== Passage shown ==
§

Topological Sorting in C#

Tomas Takac

4.99/5 (51 votes)

Jan 27, 2015

CPOL

12 min read

79322

2277

How to sort an directed graph using topological sorting in C#

Part I

Introduction

Sorting a list of numbers or strings is easy. Sorting a list of items by a key is not complicated either. But what if you want to order a sequence of items so that an item must be preceded by all the other items it depends on? Welcome to topological sorting!

In the beginning I will show and explain a basic implementation of topological sort in C#. Then I will cover more complex scenarios and improve the solution step-by-step in the process.

Background

I came across this problem recently. We have a list of tasks that read data from a common store and then write the results back there. The trick is some of these tasks depend on results from other tasks. The engine which is running the tasks does not know anything about their internal structure so it cannot simply execute the dependencies first. We have to feed the tasks in correct order ourselves.

Source sequence with dependencies.

In the above image we have sequence of eight items named A to H. The arrows show how these depend on each other. Here A does not depend on anything else, it's a root element, B depends on C and E, while D depends on A etc. The goal is to order the items in such way that there are references from right to left only.

When I started to work on the problem I knew there is something like topological sorting but that was it. So I started to look up more information. There is a nice article about topological sorting on Wikipedia. Of course I was looking for a ready to use solution at first. After a quick search I found this implementation of the depth-first search. It wasn't quite what I needed so I grabbed the code and started from there.

The Algorithm

The depth-first search algorithm is not complicated. It works on a directed acyclic graph. Expressed in pseudocode it takes only a couple of lines:

source: the sequence of items to be sorted (input)
sorted: the list of sorted items (output)

while there are unmarked nodes in source
  select an unmarked node n
  visit(n)

function visit(node n)
  if n has temporary mark then this is a cyclic dependency
  if n has no mark
    add temporary mark to n    
    for each dependency of n
      visit(dependency)

§

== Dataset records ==
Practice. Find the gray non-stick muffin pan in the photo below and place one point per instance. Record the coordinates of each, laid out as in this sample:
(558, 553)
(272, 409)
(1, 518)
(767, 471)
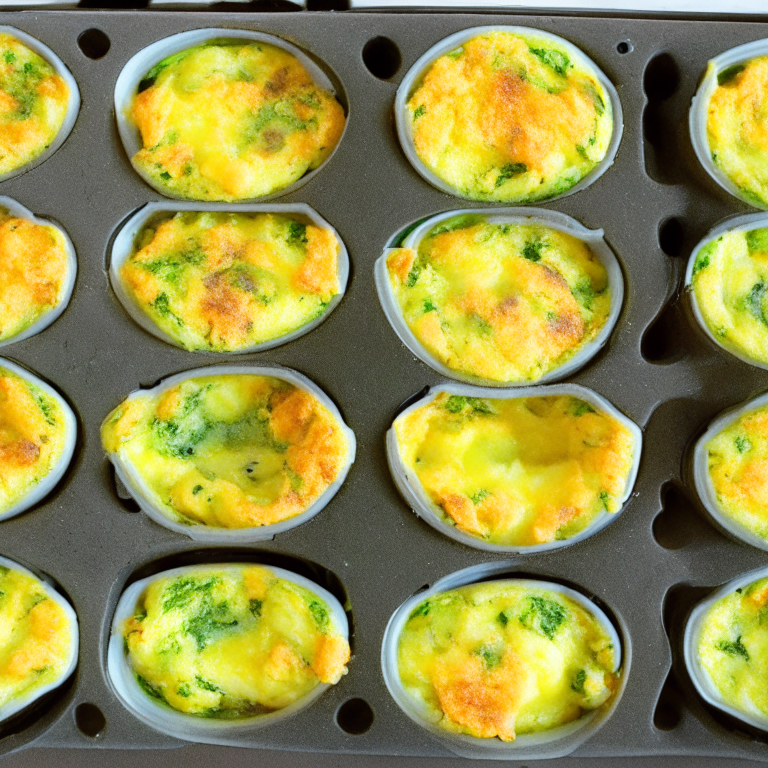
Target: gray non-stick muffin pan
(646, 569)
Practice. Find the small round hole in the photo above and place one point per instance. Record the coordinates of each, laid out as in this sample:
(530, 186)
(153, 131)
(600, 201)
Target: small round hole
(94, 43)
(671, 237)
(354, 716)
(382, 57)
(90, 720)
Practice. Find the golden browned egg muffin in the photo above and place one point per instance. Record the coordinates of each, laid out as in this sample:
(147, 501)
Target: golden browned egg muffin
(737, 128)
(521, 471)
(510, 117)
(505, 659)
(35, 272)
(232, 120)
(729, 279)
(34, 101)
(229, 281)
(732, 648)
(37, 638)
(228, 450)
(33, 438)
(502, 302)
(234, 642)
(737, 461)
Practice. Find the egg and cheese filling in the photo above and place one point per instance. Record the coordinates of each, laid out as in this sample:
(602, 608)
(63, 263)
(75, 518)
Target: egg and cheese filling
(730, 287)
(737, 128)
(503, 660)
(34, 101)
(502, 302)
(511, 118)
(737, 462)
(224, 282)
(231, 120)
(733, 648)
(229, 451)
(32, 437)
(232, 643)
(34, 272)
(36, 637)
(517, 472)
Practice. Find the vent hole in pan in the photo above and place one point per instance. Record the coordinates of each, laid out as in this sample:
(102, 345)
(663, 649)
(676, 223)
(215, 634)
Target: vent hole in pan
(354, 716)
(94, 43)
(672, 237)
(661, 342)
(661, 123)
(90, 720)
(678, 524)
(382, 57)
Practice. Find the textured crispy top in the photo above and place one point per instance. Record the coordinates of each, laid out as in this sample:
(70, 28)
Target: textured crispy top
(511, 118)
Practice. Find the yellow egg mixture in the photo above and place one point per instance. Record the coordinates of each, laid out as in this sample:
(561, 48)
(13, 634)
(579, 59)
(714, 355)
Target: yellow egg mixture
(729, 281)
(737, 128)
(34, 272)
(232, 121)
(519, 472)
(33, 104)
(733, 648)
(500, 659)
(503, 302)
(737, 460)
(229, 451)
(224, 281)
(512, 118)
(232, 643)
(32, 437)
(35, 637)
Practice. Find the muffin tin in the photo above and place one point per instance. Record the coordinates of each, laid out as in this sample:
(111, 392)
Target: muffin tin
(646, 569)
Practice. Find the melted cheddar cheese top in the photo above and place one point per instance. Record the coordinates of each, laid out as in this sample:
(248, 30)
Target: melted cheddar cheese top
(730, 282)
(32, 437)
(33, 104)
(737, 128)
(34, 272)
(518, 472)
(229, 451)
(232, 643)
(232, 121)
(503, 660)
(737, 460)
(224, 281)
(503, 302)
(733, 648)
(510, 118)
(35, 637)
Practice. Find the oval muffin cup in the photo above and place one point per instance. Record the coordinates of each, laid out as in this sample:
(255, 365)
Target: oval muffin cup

§

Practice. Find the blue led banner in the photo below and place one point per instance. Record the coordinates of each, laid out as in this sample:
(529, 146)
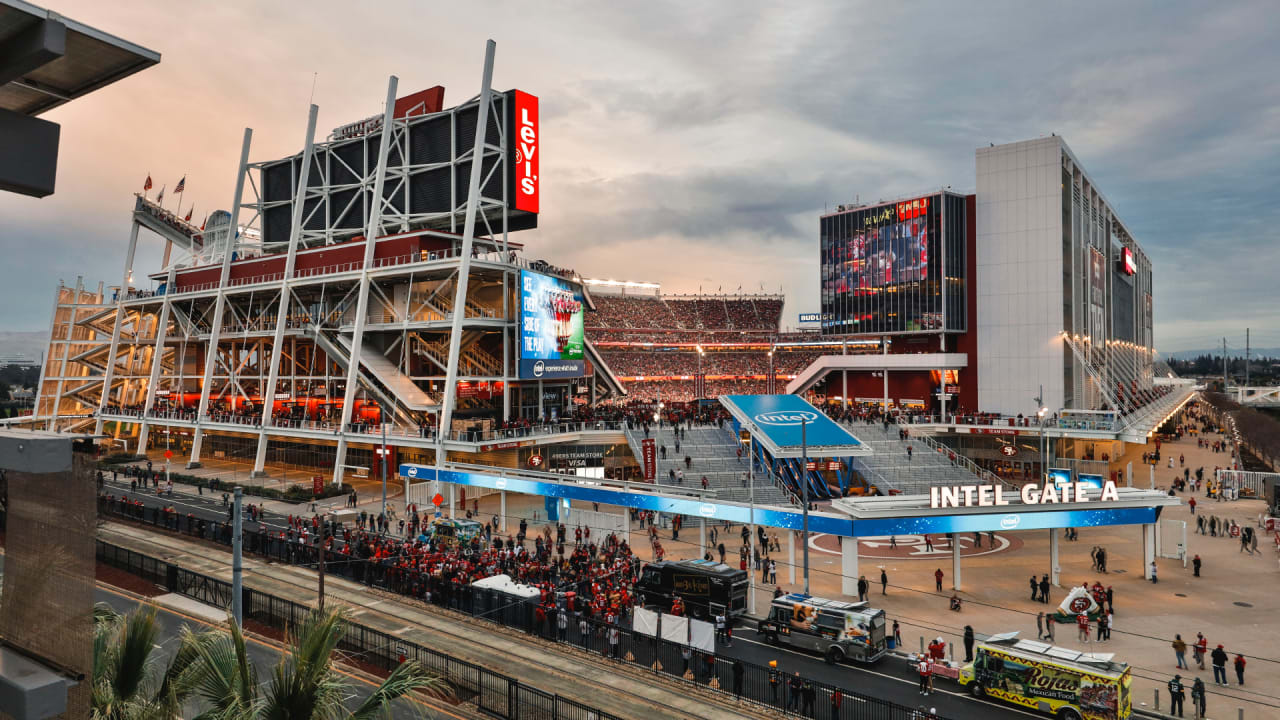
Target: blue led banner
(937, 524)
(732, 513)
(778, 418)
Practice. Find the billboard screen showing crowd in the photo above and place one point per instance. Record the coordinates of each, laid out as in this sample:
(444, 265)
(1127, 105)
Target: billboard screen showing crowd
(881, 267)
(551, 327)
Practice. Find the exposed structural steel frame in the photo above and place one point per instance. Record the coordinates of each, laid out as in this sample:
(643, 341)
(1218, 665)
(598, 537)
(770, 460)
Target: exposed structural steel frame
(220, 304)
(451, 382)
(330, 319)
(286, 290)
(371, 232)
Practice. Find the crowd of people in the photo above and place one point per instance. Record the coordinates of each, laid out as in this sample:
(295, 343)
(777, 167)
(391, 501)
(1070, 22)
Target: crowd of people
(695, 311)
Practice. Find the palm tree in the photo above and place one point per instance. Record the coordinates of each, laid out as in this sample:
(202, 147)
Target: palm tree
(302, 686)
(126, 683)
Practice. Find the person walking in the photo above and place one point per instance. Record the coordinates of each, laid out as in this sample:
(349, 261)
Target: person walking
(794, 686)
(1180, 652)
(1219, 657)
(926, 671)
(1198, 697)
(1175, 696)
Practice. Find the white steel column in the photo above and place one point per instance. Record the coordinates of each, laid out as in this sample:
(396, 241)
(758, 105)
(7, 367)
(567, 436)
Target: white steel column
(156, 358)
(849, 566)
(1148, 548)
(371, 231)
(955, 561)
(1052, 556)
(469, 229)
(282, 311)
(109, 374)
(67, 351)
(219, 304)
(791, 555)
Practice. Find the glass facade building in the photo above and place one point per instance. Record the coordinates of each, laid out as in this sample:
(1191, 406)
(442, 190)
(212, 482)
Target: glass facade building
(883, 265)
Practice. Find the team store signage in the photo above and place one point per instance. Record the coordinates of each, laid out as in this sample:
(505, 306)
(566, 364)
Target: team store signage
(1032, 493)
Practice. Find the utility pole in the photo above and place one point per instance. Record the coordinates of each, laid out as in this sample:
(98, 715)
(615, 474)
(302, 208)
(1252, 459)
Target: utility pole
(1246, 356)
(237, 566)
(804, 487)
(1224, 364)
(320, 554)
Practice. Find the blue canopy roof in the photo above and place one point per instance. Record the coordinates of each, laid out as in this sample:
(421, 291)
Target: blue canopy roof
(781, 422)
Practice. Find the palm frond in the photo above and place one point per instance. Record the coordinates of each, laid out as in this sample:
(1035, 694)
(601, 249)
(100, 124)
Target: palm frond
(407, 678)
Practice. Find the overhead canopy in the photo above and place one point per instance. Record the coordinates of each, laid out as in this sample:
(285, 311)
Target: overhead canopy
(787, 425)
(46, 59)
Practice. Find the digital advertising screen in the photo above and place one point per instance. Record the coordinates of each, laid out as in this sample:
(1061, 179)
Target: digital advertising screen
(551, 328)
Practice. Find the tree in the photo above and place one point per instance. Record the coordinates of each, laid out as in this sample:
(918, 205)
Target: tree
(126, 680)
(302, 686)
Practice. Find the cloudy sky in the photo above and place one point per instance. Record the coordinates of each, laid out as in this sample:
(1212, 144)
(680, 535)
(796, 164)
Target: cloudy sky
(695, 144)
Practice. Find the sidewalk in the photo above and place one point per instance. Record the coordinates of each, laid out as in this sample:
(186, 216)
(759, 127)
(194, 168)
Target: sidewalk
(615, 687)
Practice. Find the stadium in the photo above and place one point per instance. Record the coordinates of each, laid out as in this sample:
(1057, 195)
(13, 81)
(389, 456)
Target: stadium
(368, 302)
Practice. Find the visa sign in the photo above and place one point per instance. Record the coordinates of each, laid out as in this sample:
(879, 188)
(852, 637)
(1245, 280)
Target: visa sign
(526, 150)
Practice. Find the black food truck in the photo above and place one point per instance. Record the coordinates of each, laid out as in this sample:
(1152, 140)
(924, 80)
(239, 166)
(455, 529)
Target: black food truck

§

== Short exercise ==
Retype the part of the topological sorting article that begins at the words "How to sort" and stops after the words "to topological sorting!". Rely only on the topological sorting article, not on the records.

== Solved exercise ==
How to sort an directed graph using topological sorting in C#

Part I

Introduction

Sorting a list of numbers or strings is easy. Sorting a list of items by a key is not complicated either. But what if you want to order a sequence of items so that an item must be preceded by all the other items it depends on? Welcome to topological sorting!